BEGIN

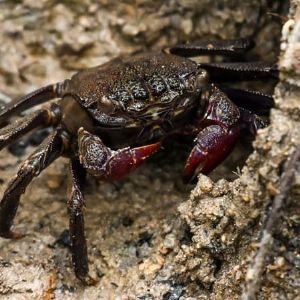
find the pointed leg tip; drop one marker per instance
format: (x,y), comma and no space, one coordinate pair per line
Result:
(87,280)
(14,235)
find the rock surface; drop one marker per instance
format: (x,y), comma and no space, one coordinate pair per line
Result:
(140,245)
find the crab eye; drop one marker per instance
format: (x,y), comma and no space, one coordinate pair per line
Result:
(123,96)
(139,92)
(174,83)
(106,105)
(157,85)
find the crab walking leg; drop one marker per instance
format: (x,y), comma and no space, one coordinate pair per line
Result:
(20,127)
(253,101)
(240,71)
(220,130)
(76,222)
(32,99)
(106,163)
(47,152)
(218,47)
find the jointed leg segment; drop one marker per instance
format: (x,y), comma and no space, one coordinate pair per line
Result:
(47,152)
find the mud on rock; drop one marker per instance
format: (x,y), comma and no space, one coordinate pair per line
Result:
(147,238)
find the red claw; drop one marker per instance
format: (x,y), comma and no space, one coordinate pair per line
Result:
(213,144)
(125,160)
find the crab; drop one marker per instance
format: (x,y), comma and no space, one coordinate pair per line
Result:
(113,117)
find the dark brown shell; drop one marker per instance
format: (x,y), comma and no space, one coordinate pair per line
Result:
(124,91)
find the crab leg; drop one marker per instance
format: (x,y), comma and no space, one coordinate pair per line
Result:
(76,223)
(253,101)
(240,71)
(15,130)
(218,47)
(37,97)
(47,152)
(106,163)
(220,128)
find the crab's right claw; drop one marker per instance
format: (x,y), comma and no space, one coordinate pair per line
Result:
(212,145)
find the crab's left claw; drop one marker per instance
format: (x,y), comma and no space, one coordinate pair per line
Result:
(212,145)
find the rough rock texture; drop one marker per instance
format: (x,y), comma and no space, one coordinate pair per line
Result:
(140,245)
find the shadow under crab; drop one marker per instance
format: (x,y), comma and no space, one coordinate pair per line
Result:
(112,117)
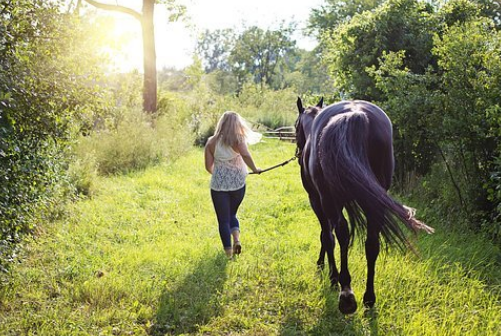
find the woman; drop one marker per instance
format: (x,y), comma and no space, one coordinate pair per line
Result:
(226,158)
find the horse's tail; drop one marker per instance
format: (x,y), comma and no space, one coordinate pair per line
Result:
(343,152)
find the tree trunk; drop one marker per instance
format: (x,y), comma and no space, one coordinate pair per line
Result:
(149,57)
(149,53)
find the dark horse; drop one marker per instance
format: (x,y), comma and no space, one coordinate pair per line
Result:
(346,155)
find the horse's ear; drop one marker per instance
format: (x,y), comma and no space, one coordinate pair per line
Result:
(300,105)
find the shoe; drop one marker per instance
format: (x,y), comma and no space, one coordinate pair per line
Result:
(237,248)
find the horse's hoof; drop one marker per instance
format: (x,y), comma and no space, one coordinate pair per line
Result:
(347,302)
(369,301)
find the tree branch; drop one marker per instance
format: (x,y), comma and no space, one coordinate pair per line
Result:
(116,8)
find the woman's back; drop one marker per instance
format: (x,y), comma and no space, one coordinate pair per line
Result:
(230,169)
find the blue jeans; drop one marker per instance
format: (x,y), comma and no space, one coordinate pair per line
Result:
(226,204)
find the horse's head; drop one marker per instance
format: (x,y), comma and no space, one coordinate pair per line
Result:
(304,122)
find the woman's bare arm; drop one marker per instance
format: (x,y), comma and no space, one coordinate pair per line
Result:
(209,155)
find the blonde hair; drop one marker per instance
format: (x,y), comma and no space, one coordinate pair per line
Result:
(232,130)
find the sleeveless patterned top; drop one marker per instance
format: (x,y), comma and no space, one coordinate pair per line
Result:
(229,171)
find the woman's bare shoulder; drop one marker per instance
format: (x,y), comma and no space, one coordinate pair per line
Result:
(211,142)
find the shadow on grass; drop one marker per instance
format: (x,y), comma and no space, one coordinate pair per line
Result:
(194,301)
(332,321)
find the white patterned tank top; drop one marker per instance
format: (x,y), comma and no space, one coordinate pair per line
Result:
(230,169)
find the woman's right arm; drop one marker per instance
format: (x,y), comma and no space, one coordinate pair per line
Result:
(209,155)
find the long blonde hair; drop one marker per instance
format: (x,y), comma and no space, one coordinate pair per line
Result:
(232,130)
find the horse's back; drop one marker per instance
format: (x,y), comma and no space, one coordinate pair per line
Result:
(378,136)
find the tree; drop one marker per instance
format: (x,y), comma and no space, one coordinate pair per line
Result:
(149,53)
(48,79)
(335,12)
(356,46)
(214,47)
(258,52)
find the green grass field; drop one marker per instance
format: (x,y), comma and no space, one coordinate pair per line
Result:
(143,257)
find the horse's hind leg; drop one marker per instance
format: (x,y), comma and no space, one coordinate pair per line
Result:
(372,246)
(347,301)
(327,242)
(321,255)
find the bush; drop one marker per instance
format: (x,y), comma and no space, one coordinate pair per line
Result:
(136,143)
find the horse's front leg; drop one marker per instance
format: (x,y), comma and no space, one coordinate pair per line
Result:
(347,301)
(372,247)
(328,244)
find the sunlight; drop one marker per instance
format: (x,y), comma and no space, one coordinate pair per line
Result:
(128,54)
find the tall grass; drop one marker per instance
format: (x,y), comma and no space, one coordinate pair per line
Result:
(143,257)
(137,141)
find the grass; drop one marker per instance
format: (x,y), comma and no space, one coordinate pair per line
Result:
(143,257)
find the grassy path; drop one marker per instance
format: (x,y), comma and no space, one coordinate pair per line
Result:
(143,257)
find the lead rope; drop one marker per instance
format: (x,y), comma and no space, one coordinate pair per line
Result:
(278,165)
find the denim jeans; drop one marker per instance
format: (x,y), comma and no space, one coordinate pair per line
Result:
(226,204)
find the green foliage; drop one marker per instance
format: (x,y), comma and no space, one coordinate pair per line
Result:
(259,53)
(143,257)
(436,72)
(133,145)
(42,89)
(352,48)
(334,13)
(270,108)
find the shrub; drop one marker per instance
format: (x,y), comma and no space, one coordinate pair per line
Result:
(136,143)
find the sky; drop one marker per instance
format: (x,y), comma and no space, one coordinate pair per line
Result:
(175,42)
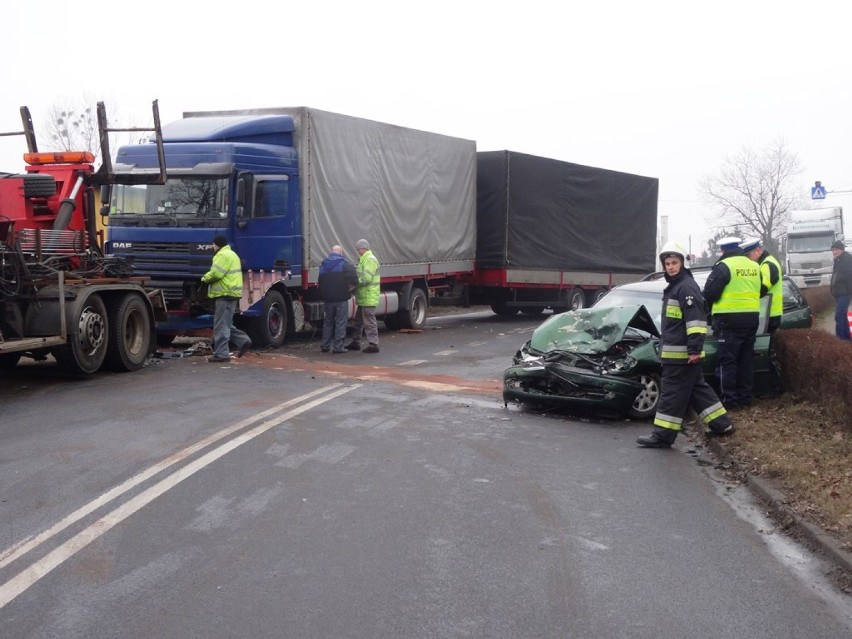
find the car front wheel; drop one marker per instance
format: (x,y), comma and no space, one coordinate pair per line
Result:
(646,402)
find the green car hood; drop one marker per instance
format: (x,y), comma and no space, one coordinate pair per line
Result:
(590,330)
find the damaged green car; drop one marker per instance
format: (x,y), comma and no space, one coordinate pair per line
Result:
(604,358)
(595,357)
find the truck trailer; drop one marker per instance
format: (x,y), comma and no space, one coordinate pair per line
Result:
(513,231)
(59,295)
(553,234)
(809,237)
(285,185)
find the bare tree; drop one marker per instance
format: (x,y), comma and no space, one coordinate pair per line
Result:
(754,192)
(72,125)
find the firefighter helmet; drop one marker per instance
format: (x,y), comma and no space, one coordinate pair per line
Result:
(672,248)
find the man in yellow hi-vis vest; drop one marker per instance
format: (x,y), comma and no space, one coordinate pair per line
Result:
(225,288)
(733,291)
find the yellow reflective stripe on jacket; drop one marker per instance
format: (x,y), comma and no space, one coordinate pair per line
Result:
(742,293)
(776,290)
(225,276)
(673,310)
(673,352)
(712,412)
(696,327)
(668,421)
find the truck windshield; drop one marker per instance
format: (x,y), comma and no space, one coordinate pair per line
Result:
(180,201)
(809,243)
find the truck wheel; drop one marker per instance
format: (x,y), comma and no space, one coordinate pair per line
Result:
(9,361)
(414,316)
(392,321)
(594,296)
(38,184)
(576,299)
(270,328)
(501,308)
(646,402)
(85,351)
(129,334)
(164,340)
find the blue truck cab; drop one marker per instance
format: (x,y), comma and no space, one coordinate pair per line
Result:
(236,175)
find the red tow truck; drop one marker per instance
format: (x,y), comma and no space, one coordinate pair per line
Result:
(59,294)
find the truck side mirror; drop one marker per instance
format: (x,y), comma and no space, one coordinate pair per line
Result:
(105,197)
(243,199)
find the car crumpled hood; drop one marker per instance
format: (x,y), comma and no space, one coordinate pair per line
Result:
(591,330)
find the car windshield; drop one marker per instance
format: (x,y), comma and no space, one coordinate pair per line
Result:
(652,301)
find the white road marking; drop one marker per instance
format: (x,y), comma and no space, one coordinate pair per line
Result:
(413,362)
(33,573)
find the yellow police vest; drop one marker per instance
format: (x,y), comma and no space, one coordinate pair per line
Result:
(742,293)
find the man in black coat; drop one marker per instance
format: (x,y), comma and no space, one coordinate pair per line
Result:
(337,278)
(841,288)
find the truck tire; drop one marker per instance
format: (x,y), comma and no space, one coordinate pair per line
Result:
(594,296)
(576,299)
(129,334)
(270,329)
(9,361)
(164,340)
(501,308)
(38,184)
(86,350)
(415,313)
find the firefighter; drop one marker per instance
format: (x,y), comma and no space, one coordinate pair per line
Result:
(683,329)
(733,291)
(770,284)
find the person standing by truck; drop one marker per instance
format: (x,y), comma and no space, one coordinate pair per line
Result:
(367,298)
(225,288)
(337,278)
(770,284)
(733,291)
(683,329)
(841,289)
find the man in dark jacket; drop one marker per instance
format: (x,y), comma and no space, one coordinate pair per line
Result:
(841,288)
(337,278)
(733,290)
(683,328)
(770,284)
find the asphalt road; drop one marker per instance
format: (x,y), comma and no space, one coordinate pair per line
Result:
(294,494)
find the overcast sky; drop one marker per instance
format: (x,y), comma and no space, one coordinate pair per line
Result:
(662,89)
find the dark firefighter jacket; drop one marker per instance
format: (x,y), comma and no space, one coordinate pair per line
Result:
(684,321)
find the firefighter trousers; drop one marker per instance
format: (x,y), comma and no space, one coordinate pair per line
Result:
(683,387)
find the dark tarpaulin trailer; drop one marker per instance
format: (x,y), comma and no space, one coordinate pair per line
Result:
(544,214)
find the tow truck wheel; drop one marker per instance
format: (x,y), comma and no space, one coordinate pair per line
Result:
(270,329)
(86,349)
(129,334)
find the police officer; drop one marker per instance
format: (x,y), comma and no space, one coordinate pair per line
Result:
(733,291)
(683,329)
(770,283)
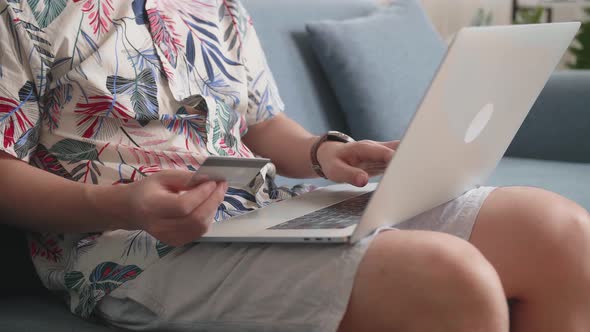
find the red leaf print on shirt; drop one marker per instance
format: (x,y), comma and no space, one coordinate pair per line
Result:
(164,34)
(46,246)
(100,14)
(93,113)
(11,115)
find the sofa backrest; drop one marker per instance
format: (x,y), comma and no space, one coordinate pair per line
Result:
(280,25)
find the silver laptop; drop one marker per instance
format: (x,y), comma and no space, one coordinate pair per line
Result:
(481,94)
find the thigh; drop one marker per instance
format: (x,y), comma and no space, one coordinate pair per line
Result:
(521,230)
(424,281)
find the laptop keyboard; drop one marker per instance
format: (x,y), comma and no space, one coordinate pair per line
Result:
(339,215)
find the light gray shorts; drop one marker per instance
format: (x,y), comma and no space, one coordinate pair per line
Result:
(261,287)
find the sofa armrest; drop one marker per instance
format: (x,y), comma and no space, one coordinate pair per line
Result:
(558,126)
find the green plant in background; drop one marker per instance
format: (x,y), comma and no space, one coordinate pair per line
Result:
(581,47)
(482,18)
(529,15)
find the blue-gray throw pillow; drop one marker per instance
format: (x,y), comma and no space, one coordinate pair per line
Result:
(379,66)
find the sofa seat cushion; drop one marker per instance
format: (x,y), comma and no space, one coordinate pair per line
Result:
(571,180)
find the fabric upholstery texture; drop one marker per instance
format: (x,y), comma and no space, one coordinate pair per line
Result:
(310,100)
(379,66)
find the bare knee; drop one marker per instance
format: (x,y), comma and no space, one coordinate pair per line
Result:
(422,278)
(534,238)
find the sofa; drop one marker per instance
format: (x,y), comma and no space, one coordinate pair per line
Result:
(552,149)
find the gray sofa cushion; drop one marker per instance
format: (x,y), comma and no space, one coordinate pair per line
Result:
(380,66)
(566,178)
(304,89)
(558,126)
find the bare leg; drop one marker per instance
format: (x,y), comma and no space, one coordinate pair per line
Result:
(539,243)
(425,281)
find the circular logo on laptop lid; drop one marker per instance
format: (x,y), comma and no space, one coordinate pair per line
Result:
(479,123)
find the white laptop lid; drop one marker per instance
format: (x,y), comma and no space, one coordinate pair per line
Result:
(485,87)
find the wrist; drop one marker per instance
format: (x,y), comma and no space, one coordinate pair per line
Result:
(324,143)
(107,205)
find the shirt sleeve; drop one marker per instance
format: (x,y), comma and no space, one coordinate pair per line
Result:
(20,119)
(264,100)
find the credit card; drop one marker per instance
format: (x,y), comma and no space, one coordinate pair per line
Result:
(238,172)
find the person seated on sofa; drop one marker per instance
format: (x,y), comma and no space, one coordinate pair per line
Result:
(107,106)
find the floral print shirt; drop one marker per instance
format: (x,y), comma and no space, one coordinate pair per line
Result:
(110,91)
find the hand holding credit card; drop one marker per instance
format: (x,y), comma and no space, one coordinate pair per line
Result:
(238,172)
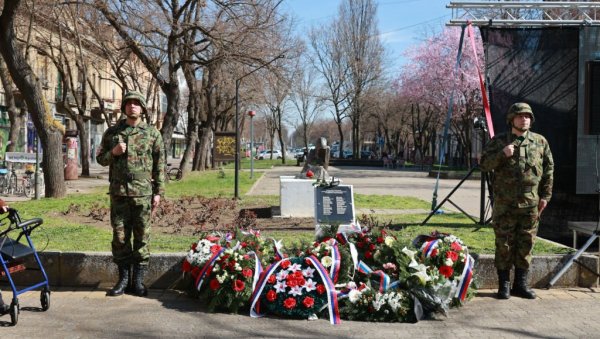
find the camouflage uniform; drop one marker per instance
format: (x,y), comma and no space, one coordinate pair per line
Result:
(519,183)
(134,177)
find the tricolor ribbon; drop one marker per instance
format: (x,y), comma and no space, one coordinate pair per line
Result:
(465,278)
(207,267)
(332,301)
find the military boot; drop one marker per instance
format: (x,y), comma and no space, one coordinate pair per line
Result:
(520,288)
(121,285)
(4,308)
(139,271)
(503,284)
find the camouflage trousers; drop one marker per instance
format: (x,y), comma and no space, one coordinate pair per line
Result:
(515,230)
(130,216)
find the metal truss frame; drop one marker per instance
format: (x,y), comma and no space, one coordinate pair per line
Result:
(525,13)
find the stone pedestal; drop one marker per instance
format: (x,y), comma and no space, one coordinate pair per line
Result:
(296,197)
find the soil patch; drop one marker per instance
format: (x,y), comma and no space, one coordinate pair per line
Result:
(192,215)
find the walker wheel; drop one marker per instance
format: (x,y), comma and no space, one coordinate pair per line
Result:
(45,300)
(14,313)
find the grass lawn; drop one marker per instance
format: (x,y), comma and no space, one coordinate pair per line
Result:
(58,233)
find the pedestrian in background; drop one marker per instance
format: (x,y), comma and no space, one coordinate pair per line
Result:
(522,187)
(134,152)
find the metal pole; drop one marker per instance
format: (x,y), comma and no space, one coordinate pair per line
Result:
(237,139)
(251,146)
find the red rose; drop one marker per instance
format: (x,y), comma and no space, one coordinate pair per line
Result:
(271,296)
(186,266)
(289,303)
(214,284)
(238,285)
(308,302)
(452,255)
(446,271)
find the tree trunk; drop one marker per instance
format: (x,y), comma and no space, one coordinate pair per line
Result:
(48,130)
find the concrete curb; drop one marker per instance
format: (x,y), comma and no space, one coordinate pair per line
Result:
(96,269)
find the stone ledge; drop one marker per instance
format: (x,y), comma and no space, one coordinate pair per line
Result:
(96,269)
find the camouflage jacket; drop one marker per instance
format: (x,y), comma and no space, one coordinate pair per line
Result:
(140,171)
(526,177)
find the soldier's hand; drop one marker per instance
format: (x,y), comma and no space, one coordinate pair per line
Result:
(509,150)
(119,149)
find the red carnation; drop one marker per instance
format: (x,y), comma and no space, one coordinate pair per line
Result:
(446,271)
(186,266)
(214,284)
(452,255)
(238,285)
(271,296)
(308,302)
(289,303)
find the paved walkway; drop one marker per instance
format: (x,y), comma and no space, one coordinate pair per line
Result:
(87,313)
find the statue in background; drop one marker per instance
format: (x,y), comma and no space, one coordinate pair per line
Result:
(317,162)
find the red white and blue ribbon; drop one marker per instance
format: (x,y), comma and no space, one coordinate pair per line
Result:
(465,278)
(207,267)
(260,285)
(334,314)
(429,246)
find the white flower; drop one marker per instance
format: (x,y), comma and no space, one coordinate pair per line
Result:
(326,261)
(354,296)
(280,287)
(310,285)
(296,290)
(389,240)
(294,267)
(281,275)
(308,272)
(422,274)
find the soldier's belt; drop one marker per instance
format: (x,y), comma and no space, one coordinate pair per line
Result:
(129,177)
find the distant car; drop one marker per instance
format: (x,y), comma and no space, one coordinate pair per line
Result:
(267,155)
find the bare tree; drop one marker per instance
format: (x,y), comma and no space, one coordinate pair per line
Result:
(49,131)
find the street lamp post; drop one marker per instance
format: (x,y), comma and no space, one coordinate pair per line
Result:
(237,124)
(251,114)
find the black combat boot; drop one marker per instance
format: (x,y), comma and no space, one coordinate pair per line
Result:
(503,284)
(4,308)
(139,271)
(121,285)
(520,288)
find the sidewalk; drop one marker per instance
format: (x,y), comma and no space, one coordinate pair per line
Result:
(87,313)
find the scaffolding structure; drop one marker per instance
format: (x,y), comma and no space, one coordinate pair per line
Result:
(525,13)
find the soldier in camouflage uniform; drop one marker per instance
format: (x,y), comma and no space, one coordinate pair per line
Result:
(135,153)
(523,176)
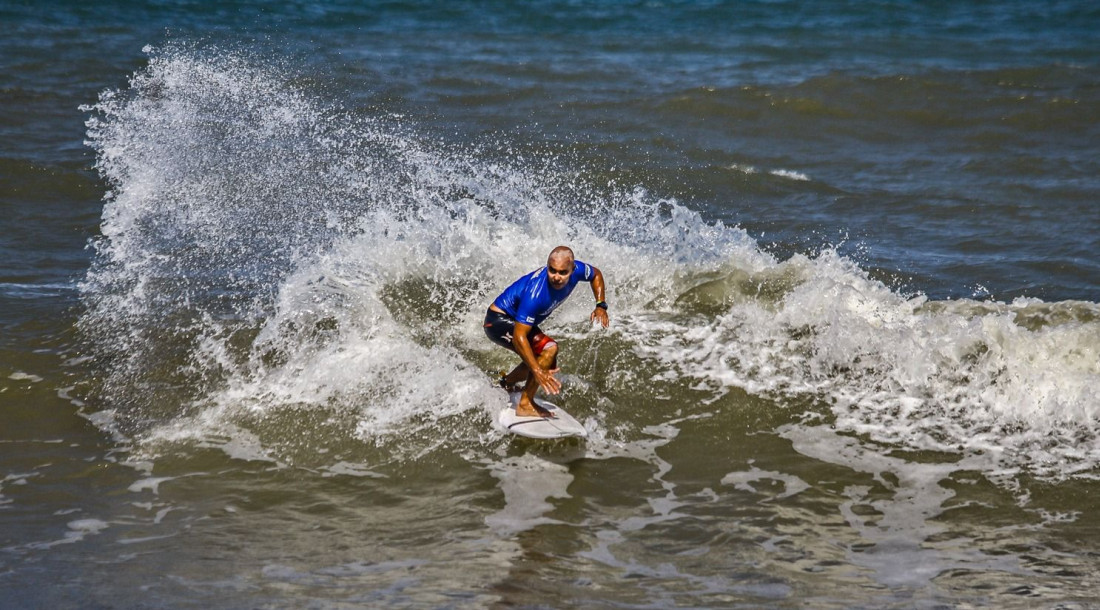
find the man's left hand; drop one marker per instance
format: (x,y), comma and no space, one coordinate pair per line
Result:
(601,314)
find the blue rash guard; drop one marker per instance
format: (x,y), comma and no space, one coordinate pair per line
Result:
(530,299)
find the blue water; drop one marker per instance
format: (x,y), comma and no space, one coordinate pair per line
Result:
(851,259)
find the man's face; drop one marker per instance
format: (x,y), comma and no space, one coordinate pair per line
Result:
(558,272)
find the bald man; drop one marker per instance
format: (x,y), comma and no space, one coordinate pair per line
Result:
(513,322)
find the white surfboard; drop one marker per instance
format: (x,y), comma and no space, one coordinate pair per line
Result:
(558,425)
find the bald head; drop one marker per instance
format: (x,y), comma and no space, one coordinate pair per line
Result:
(559,266)
(562,255)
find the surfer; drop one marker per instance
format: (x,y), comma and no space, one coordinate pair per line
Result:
(513,322)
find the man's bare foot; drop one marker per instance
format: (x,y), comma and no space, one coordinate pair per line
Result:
(531,411)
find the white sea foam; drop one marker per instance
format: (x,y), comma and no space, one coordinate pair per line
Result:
(279,257)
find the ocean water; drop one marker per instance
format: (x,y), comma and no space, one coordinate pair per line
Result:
(850,251)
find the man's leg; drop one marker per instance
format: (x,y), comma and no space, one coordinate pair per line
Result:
(527,408)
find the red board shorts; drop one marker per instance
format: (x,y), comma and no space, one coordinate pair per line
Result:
(499,329)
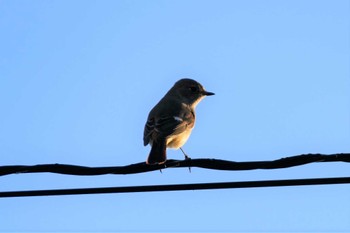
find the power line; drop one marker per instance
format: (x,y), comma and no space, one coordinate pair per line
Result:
(178,187)
(215,164)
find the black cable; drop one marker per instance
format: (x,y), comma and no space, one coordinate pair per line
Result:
(178,187)
(216,164)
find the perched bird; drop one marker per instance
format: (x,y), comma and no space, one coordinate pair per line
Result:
(171,121)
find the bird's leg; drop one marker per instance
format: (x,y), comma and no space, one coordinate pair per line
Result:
(186,158)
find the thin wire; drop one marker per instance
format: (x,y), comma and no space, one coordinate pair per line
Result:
(178,187)
(215,164)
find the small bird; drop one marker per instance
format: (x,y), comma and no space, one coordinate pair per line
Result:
(170,122)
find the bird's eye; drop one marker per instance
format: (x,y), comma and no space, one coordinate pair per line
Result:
(194,89)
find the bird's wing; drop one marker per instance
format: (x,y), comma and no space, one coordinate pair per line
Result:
(164,126)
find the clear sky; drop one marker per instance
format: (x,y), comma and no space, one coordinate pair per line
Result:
(78,78)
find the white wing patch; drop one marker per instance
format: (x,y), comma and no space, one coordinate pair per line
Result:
(178,119)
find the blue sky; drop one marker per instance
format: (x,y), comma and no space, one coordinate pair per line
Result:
(78,78)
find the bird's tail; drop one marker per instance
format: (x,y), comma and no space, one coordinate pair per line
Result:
(158,152)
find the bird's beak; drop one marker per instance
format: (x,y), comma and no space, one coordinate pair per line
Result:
(207,93)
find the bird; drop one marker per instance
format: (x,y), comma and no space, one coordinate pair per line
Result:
(171,120)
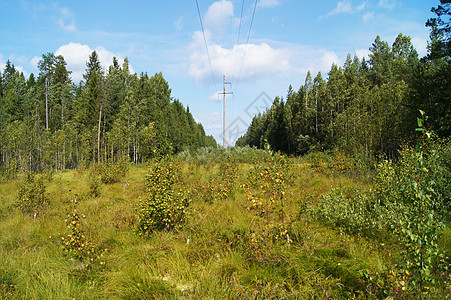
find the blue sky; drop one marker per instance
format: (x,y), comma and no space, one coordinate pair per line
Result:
(288,37)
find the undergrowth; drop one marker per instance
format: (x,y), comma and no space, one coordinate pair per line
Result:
(229,224)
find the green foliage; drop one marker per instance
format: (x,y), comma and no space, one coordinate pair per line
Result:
(32,198)
(77,244)
(265,191)
(112,172)
(94,185)
(407,200)
(164,204)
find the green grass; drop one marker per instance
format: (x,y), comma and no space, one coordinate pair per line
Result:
(222,252)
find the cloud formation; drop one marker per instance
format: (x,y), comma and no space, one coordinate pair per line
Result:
(242,61)
(66,20)
(76,55)
(268,3)
(219,14)
(345,7)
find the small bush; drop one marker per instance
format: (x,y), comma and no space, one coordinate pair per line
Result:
(164,205)
(112,172)
(32,198)
(76,243)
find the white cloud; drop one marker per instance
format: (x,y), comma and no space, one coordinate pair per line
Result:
(345,7)
(34,61)
(368,16)
(259,60)
(66,21)
(268,3)
(218,15)
(13,59)
(420,45)
(76,55)
(387,3)
(178,24)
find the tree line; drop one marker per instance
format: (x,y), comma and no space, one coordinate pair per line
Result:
(366,106)
(50,122)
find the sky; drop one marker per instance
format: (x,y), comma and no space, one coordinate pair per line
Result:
(260,46)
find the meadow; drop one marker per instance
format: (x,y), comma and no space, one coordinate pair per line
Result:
(228,224)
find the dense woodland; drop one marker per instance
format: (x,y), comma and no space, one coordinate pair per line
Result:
(50,122)
(366,107)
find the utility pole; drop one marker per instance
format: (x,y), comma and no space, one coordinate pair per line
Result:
(224,93)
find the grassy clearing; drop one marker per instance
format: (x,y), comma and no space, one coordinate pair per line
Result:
(227,249)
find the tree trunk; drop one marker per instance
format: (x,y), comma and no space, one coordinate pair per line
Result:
(98,131)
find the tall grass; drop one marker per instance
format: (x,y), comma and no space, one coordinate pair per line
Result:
(222,251)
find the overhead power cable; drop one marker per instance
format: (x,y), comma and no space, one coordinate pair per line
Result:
(206,45)
(238,41)
(247,42)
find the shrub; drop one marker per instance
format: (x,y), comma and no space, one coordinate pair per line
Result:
(164,205)
(112,172)
(76,243)
(32,198)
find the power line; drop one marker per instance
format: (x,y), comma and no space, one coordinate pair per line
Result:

END

• [WORK TO COMPLETE]
Reproduce the data above exactly, but only from the line containing "find the lead" through the line containing "find the damaged"; skip the pictures.

• [TASK SOLUTION]
find the lead rope; drop one marker per instance
format: (x,y), comma and no space, one coordinate pair per line
Result:
(278,165)
find the denim jeans; drop one marker per instance
format: (x,y), comma and no space, one coordinate pair per line
Result:
(226,204)
find the green foliage; drop one marker per instance
format: (x,y), comma and no space, one coordinate pair per line
Result:
(259,53)
(143,257)
(436,72)
(133,145)
(42,89)
(352,48)
(334,13)
(270,108)
find the shrub; drop one marker per instance
format: (x,y), comma and no space, one coordinate pair per line
Result:
(136,143)
find the sky; drop one marker per instance
format: (x,y), comma and no space, one coordinate pair per line
Result:
(175,42)
find the car front wheel; drop one marker per instance
format: (x,y), comma and no space, one coordinate pair per line
Result:
(646,402)
find the green car hood; drop one marker per instance
format: (x,y), comma and no space, one coordinate pair per line
Result:
(590,330)
find the damaged green car; drop one marker per instance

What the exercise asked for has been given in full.